───── Excerpted text ─────

TO THE EDITOR: Family medicine attends to the possibility that relationships can have healing effects (
1). Historically, psychiatry has recognized psychological healing (
2), but lately psychiatry has not emphasized the concept. Yet healing relationships may have special value in public health.
Healing is defined as curing when possible, relieving suffering, and finding meaning beyond the illness (
1). The concept of healing relationships, typically occurring between two people, is a time-honored and venerable social construct across cultures. One person is a help seeker who is ill, possibly disabled, and often demoralized. The other is a professional caregiver who wishes to heal and has special knowledge and skills.
Consistent with person-centered therapy, the concept of healing relationships emphasizes the qualities of clinical relationships for which professional caregivers may strive. Core characteristics are being nonjudgmental, understanding, accepting, respectful, and empathic and instilling a sense of hope and empowerment within the help seeker (
3). Healing relationships develop during skillful, semistructured interviewing; focused listening; and iterative, collaborative formulations of illness and recovery narratives that reflect personal experiences beyond diagnosis.
Healing relationships are interpersonal nuclei for person-centered care (PCC) in recovery-oriented systems of care. PCC provides principles, strategies, and structures—a process for actualizing recovery plans. PCC emphasizes personhood (versus patienthood); recovery goals (beyond the relief of suffering); partnership among help seekers, their families, and professional caregivers in planning care; and facilitating help seekers in taking an active role in their care (
4). All of these are instrumental in supporting help seekers (
1) in achieving recovery within a healing context of shared meaning. Recovery orientation incorporates the attitudes, behavioral professionals (including peers), and resources (including residential services) necessary for people to shape their care and their lives (
5).
To illustrate, AB was a 29-year-old Greek-American man with intractable schizophrenia, whose treatment included multiple hospitalizations and a recent clozapine trial that caused myocarditis. Living in a low-supervision residence and demoralized by failure to achieve his goals of marrying, working, and owning a home, he suffered from persistent paranoid delusions and alarming suicidality. An interdisciplinary team engaged him with nonjudgmental understanding and acceptance, instilled hope, and collaboratively formulated a recovery plan. Fundamentally at stake for him was having a reason to live. The plan, made while AB was taking risperidone, included publishing poetry and participating in peer groups and supported work. To everyone’s satisfaction, the psychotic symptoms subsided, and he joined a narrow community.
In addition to their intrinsic therapeutic value and consistent with the variance explained by the attributes above in therapeutic trials (
3), healing relationships engage help seekers and hold them in care, thereby facilitating PCC and treatment interventions. They serve as essential criteria for quality of care, and they mitigate behavioral professional burnout. Healing relationships work best in a framework of a comprehensive, biopsychosocial model of practice.
Healing concepts, which are rooted in medical and social sciences, are particularly important for a target population of people with chronic, disabling, and demoralizing behavioral disorders. They complement macroscopic system perspectives for understanding public-sector practice. For these reasons, public psychiatry ought to renew interest in healing relationships as clinical, interpersonal nuclei in the process of care.

───── Given records ─────

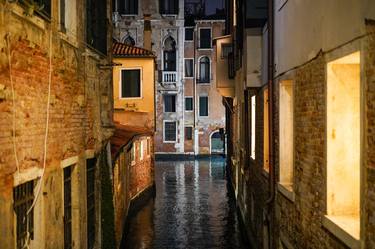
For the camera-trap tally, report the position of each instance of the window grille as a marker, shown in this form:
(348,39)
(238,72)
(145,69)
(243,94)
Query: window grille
(96,24)
(91,226)
(203,106)
(168,7)
(205,38)
(189,133)
(131,83)
(23,196)
(170,131)
(189,104)
(68,208)
(169,103)
(128,7)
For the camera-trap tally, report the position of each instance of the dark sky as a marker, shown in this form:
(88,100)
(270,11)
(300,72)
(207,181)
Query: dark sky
(211,5)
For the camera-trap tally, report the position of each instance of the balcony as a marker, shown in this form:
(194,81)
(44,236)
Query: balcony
(169,77)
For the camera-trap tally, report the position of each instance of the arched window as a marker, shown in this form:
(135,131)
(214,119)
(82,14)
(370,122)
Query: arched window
(169,54)
(204,70)
(129,41)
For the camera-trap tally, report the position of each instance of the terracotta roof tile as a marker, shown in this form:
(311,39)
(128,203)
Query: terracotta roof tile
(123,50)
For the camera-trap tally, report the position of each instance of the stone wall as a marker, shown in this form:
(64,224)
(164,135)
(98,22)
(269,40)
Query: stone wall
(80,104)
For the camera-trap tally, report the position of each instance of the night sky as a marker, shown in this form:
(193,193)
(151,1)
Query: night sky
(211,5)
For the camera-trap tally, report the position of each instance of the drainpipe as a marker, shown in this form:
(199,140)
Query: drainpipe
(272,174)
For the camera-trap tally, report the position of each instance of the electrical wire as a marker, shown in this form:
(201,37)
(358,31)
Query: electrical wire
(13,103)
(40,183)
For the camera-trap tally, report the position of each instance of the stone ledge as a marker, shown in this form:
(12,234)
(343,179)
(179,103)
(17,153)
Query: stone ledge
(286,191)
(332,224)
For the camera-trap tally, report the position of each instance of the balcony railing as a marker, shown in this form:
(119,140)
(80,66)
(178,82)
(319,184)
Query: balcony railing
(169,77)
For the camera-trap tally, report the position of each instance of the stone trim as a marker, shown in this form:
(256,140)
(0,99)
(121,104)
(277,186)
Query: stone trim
(286,191)
(340,233)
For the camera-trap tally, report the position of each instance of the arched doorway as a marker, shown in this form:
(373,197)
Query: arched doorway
(216,143)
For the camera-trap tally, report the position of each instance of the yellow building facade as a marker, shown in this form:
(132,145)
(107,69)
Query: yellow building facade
(134,86)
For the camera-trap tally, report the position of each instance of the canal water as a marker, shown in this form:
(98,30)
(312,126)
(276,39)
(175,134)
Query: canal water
(193,208)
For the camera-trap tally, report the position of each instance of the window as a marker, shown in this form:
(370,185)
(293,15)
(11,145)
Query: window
(68,16)
(96,24)
(128,7)
(204,70)
(286,134)
(266,149)
(90,189)
(226,48)
(23,197)
(344,143)
(189,68)
(129,41)
(169,52)
(189,104)
(253,113)
(170,129)
(188,133)
(168,7)
(189,34)
(43,7)
(67,172)
(130,83)
(169,103)
(203,106)
(205,38)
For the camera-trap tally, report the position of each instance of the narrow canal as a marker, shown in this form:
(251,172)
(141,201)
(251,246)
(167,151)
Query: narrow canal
(193,208)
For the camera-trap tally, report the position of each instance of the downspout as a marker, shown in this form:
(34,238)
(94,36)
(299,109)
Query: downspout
(272,173)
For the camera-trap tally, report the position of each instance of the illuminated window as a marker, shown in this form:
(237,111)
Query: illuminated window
(343,143)
(169,103)
(131,83)
(253,113)
(286,160)
(170,131)
(23,197)
(266,149)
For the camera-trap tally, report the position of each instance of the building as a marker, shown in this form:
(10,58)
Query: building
(132,146)
(300,124)
(56,112)
(160,26)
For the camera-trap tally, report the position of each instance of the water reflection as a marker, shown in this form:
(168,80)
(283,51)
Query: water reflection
(192,209)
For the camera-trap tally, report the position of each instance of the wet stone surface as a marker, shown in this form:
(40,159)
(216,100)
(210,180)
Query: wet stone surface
(193,209)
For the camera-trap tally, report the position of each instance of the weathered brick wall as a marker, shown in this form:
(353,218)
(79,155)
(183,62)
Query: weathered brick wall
(369,55)
(79,92)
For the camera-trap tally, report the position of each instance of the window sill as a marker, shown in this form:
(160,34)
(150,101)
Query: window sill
(286,190)
(68,39)
(37,21)
(345,228)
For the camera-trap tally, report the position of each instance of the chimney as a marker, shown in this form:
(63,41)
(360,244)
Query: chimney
(147,32)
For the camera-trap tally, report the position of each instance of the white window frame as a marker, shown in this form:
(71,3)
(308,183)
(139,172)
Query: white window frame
(188,97)
(192,132)
(189,77)
(120,82)
(208,106)
(199,69)
(199,38)
(165,141)
(190,27)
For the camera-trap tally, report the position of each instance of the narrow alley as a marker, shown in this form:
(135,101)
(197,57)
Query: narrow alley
(187,124)
(194,208)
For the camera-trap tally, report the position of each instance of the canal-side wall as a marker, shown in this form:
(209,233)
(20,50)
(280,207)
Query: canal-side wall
(299,212)
(133,181)
(79,122)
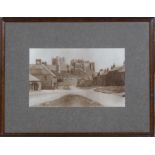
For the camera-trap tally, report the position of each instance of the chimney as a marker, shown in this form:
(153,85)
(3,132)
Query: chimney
(38,61)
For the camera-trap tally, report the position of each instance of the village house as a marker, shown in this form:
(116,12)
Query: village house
(34,83)
(113,77)
(44,74)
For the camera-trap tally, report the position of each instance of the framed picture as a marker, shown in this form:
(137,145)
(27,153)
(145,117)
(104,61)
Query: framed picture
(77,77)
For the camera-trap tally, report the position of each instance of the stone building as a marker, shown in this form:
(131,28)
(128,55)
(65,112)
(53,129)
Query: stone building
(60,64)
(34,83)
(78,65)
(113,77)
(44,74)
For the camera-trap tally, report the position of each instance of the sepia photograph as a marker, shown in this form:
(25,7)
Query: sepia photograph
(77,77)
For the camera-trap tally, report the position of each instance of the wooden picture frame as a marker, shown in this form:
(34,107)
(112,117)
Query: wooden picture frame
(3,21)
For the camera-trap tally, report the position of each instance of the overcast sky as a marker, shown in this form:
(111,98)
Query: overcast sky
(103,57)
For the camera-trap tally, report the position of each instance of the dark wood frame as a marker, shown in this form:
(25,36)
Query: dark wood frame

─────

Exercise requirements -
- 1) Which core characteristics of healing relationships does the letter on healing relationships list?
- 2) How does the letter on healing relationships define healing?
- 3) Recast the paragraph of the letter on healing relationships that begins "Healing relationships are interpersonal nuclei" as a short list, keeping its main facts.

Your written answers -
- 1)
- Being nonjudgmental
- Understanding
- Accepting
- Respectful
- Empathic
- Instilling a sense of hope and empowerment within the help seeker

- 2) Healing is curing when possible, relieving suffering, and finding meaning beyond the illness.

- 3)
- Healing relationships are the interpersonal nuclei of person-centered care (PCC) in recovery-oriented systems of care.
- PCC provides principles, strategies, and structures for carrying out recovery plans.
- PCC emphasizes:
  - personhood rather than patienthood
  - recovery goals beyond the relief of suffering
  - partnership among help seekers, their families, and professional caregivers in planning care
  - help seekers taking an active role in their care
- These help help seekers achieve recovery within a healing context of shared meaning.
- Recovery orientation includes the attitudes, professionals (including peers), and resources (including residential services) that people need to shape their care and their lives.